Please copy the rows from the line with "Each instance of the spectator" to the line with "Query: spectator in stands", putting "fan in bleachers" in place of "spectator in stands" and changing nothing else.

> _Stored rows_
= = = =

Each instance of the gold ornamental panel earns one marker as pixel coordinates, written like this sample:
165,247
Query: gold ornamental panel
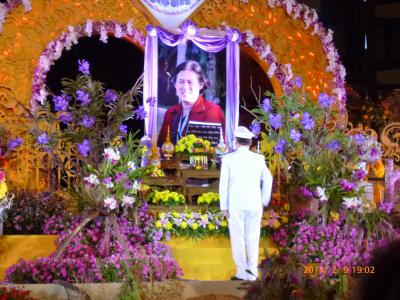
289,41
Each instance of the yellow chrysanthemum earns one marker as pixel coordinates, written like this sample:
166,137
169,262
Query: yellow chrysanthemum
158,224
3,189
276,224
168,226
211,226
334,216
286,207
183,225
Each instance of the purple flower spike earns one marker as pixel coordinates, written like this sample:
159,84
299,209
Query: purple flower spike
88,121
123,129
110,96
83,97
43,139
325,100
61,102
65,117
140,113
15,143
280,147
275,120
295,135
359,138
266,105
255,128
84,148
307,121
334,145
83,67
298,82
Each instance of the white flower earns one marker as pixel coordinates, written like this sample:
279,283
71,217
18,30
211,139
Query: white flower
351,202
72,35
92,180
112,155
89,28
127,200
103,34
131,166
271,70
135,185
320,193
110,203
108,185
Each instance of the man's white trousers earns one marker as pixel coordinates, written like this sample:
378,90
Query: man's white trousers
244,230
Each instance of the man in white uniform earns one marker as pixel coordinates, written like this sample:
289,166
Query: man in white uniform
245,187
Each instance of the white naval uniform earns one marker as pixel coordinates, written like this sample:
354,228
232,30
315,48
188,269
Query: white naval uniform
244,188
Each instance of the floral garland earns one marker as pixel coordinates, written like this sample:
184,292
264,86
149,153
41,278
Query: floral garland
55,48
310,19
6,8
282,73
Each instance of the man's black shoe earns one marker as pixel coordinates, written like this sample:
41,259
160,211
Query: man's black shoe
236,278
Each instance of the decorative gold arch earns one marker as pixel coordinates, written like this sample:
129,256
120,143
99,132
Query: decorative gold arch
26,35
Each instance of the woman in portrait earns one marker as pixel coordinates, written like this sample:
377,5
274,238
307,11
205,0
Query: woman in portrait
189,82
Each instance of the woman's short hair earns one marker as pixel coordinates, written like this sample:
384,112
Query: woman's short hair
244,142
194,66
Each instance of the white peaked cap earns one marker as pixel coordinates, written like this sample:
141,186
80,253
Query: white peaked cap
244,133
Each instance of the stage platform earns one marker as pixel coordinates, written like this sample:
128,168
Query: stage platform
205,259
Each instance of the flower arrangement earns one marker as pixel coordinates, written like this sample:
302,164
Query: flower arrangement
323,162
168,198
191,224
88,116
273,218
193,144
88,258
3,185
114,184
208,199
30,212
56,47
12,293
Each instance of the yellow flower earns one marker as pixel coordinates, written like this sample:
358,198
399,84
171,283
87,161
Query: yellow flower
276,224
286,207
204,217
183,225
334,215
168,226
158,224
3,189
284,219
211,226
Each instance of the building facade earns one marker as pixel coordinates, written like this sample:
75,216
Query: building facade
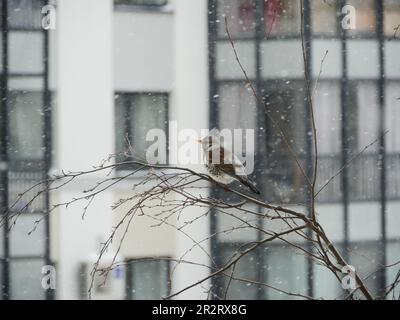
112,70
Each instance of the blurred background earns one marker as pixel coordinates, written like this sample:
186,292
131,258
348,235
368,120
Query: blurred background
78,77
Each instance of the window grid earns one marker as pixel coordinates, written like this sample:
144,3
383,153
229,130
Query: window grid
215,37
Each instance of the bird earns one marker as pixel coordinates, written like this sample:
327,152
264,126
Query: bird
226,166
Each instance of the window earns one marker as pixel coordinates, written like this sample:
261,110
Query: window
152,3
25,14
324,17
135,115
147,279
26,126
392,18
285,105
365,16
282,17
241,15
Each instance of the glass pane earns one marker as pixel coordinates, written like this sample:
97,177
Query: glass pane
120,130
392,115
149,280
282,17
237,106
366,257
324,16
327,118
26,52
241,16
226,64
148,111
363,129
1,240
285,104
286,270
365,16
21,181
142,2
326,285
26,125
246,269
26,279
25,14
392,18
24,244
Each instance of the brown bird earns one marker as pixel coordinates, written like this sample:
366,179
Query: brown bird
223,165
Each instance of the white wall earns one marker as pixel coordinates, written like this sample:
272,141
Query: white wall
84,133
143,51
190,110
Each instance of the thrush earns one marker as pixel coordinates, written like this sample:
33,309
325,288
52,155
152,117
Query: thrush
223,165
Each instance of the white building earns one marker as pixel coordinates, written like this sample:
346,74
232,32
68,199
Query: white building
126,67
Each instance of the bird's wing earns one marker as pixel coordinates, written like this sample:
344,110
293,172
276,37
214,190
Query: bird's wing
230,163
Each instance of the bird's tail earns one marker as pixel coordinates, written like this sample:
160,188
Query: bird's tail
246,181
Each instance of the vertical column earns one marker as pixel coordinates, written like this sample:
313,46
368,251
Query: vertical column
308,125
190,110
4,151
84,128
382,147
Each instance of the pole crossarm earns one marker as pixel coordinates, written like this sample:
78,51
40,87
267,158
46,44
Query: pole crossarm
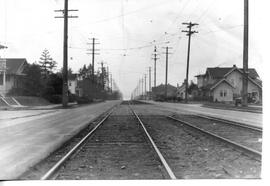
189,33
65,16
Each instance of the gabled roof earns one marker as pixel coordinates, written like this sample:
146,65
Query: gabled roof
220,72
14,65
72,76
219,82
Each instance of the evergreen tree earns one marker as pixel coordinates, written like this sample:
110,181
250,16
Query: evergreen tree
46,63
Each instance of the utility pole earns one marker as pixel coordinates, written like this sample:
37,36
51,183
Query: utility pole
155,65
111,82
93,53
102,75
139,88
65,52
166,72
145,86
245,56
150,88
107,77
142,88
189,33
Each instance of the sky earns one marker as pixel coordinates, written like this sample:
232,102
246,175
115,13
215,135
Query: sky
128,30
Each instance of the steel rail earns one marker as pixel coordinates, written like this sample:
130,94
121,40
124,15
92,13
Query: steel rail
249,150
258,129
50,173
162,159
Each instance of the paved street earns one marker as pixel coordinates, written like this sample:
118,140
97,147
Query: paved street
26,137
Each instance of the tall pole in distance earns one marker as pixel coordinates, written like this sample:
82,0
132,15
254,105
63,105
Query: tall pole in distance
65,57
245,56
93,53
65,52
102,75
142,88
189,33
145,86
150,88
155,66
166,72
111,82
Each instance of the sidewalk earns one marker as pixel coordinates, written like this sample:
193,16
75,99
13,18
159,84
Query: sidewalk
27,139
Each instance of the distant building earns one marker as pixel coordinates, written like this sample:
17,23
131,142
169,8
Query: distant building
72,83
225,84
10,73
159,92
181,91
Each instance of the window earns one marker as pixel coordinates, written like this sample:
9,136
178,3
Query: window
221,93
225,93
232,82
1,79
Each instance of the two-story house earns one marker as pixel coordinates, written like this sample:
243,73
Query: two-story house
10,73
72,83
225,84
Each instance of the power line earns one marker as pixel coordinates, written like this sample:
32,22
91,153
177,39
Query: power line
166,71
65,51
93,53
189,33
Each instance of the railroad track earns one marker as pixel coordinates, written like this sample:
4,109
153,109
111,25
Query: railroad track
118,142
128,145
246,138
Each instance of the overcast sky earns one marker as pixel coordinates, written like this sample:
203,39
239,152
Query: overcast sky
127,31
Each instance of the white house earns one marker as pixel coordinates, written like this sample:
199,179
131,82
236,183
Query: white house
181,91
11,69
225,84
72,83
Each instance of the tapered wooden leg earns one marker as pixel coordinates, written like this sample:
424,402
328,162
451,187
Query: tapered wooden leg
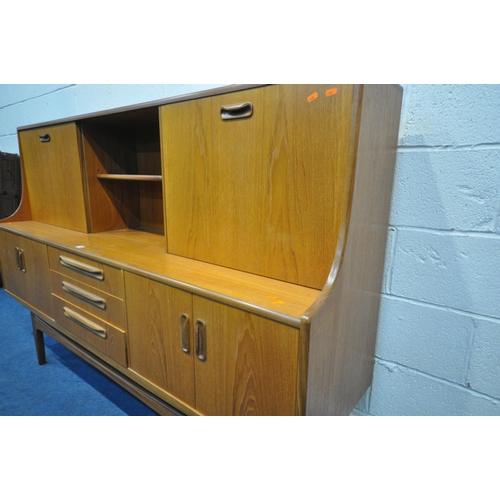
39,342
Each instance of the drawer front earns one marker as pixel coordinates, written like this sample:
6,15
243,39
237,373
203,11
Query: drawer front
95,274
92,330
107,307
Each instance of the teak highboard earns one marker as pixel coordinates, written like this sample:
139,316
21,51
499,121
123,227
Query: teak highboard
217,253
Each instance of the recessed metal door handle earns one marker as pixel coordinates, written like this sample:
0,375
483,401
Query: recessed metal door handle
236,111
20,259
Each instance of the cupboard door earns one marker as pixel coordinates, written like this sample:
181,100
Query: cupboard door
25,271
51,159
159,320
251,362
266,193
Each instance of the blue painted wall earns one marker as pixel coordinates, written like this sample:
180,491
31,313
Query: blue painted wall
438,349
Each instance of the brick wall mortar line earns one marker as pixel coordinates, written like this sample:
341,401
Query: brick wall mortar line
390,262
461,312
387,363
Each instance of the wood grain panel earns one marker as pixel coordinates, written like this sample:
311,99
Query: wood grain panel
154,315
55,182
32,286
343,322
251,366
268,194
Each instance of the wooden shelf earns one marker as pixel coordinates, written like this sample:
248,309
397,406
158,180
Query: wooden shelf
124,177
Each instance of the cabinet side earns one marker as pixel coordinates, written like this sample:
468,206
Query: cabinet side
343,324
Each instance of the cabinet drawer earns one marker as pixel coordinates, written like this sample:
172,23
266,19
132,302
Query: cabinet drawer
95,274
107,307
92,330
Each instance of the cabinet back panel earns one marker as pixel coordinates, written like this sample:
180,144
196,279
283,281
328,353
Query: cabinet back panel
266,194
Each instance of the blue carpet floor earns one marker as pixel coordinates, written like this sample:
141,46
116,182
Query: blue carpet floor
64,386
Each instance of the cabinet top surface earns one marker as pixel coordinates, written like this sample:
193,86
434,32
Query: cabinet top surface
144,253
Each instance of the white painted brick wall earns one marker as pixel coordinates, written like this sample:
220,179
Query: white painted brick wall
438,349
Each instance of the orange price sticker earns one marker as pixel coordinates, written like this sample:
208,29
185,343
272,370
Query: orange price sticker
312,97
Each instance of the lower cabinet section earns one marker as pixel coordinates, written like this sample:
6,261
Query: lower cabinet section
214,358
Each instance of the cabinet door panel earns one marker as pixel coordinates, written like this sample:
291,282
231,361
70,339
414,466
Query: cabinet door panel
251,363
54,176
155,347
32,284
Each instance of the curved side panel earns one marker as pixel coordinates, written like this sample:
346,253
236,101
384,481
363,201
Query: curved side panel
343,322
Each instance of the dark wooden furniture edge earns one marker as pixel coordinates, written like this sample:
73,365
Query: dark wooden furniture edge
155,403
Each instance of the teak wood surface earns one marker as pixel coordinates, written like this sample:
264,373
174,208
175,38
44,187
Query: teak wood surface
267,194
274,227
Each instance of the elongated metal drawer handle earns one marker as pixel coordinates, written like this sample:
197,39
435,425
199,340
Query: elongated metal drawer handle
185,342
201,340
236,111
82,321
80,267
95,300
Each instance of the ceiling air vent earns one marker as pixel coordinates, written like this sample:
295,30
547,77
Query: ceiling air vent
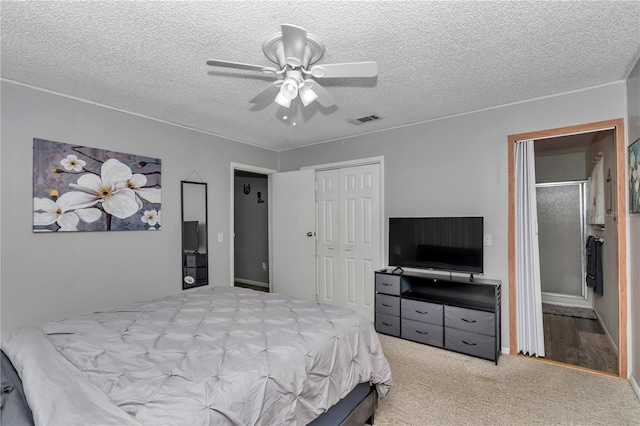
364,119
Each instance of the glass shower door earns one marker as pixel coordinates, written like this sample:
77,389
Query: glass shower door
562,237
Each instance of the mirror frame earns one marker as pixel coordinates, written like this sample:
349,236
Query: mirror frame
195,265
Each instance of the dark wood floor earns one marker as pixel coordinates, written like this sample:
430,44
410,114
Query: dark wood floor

= = = =

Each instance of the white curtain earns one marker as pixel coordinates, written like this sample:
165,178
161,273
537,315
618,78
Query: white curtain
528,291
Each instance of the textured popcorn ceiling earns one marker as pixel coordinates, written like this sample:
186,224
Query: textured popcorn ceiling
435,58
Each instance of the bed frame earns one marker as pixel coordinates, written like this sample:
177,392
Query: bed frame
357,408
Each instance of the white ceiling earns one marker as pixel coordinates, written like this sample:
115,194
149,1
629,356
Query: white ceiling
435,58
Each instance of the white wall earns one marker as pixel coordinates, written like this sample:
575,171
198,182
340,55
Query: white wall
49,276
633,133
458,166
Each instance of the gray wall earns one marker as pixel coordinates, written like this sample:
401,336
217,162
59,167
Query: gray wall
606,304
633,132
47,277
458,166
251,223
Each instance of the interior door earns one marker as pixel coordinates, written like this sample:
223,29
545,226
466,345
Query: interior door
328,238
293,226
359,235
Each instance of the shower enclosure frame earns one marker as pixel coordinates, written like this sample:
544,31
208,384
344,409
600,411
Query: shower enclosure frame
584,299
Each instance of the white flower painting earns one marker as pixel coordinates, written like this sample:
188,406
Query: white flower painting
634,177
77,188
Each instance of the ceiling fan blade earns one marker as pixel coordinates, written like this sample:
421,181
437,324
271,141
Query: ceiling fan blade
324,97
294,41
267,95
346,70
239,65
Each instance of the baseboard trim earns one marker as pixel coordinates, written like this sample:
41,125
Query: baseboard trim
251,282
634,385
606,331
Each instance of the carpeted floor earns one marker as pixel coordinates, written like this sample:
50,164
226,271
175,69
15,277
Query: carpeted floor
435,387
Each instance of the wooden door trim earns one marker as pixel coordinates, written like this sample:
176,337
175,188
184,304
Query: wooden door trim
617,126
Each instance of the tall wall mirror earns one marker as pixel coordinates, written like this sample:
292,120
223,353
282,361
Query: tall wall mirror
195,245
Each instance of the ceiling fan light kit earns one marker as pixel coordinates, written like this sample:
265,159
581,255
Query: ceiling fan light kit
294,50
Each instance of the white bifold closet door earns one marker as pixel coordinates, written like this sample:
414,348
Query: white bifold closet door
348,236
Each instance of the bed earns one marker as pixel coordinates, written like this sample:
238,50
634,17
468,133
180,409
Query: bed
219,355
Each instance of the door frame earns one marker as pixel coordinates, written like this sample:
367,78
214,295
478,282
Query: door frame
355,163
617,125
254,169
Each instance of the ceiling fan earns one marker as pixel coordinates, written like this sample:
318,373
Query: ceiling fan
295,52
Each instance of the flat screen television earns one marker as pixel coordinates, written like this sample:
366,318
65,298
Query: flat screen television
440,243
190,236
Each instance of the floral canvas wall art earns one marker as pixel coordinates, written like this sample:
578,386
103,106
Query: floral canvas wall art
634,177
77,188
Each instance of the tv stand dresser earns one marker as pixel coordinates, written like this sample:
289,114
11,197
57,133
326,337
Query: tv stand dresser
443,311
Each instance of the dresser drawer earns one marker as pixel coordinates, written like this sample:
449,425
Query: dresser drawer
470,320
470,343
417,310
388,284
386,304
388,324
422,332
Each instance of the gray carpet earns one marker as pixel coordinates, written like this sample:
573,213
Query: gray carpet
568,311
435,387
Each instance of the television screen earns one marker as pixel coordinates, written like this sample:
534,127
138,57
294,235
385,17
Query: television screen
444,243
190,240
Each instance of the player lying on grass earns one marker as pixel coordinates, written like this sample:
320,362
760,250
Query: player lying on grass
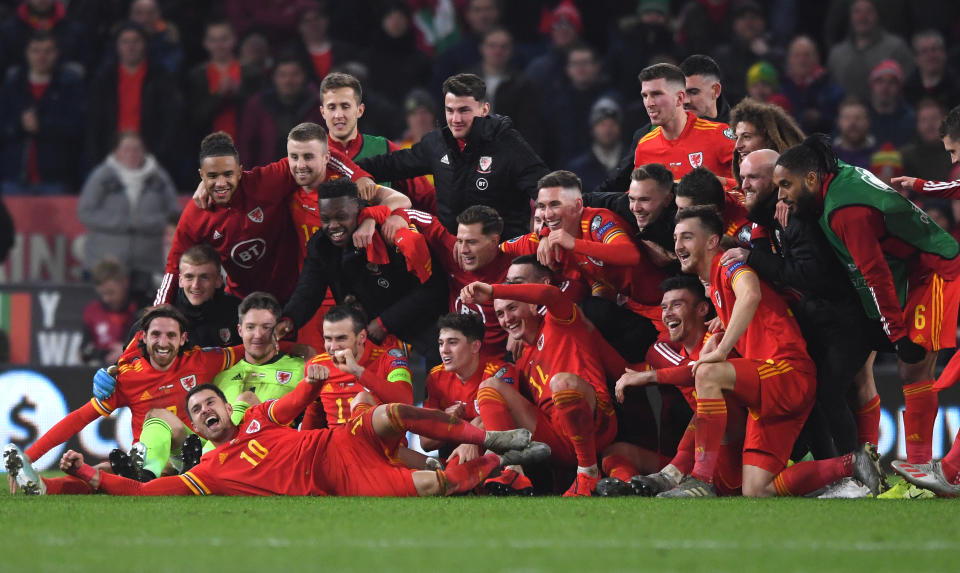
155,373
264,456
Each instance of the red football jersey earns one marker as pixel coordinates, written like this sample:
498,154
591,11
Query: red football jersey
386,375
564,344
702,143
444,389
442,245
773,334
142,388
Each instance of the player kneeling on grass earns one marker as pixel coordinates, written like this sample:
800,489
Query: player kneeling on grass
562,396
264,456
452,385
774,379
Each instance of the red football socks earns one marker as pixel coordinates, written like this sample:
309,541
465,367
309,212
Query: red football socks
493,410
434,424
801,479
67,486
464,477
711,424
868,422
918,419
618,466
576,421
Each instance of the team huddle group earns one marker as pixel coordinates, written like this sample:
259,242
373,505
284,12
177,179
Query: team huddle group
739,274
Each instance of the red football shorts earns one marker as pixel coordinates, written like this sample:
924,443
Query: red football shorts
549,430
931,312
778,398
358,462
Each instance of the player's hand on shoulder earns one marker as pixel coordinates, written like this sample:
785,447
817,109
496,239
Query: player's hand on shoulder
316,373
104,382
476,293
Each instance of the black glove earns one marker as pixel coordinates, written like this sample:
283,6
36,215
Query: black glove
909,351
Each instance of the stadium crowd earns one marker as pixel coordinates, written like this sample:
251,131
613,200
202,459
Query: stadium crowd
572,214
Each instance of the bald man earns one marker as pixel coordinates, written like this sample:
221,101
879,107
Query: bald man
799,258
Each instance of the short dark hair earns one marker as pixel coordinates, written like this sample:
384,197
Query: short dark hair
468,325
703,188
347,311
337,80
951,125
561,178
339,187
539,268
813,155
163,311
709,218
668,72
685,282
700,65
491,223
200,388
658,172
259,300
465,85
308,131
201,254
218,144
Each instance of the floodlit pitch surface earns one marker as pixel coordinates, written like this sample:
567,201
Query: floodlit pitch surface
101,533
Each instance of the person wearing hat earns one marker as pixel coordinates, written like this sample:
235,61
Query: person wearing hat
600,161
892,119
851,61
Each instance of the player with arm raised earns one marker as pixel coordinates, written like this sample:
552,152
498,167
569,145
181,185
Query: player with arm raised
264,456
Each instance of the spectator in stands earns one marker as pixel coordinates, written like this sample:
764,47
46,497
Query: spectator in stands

= = = =

> _Full solution_
Each instance of the fan in bleachers earns one marker as pixel coordinates, written like this sample:
764,47
46,497
Query: fan in bleachers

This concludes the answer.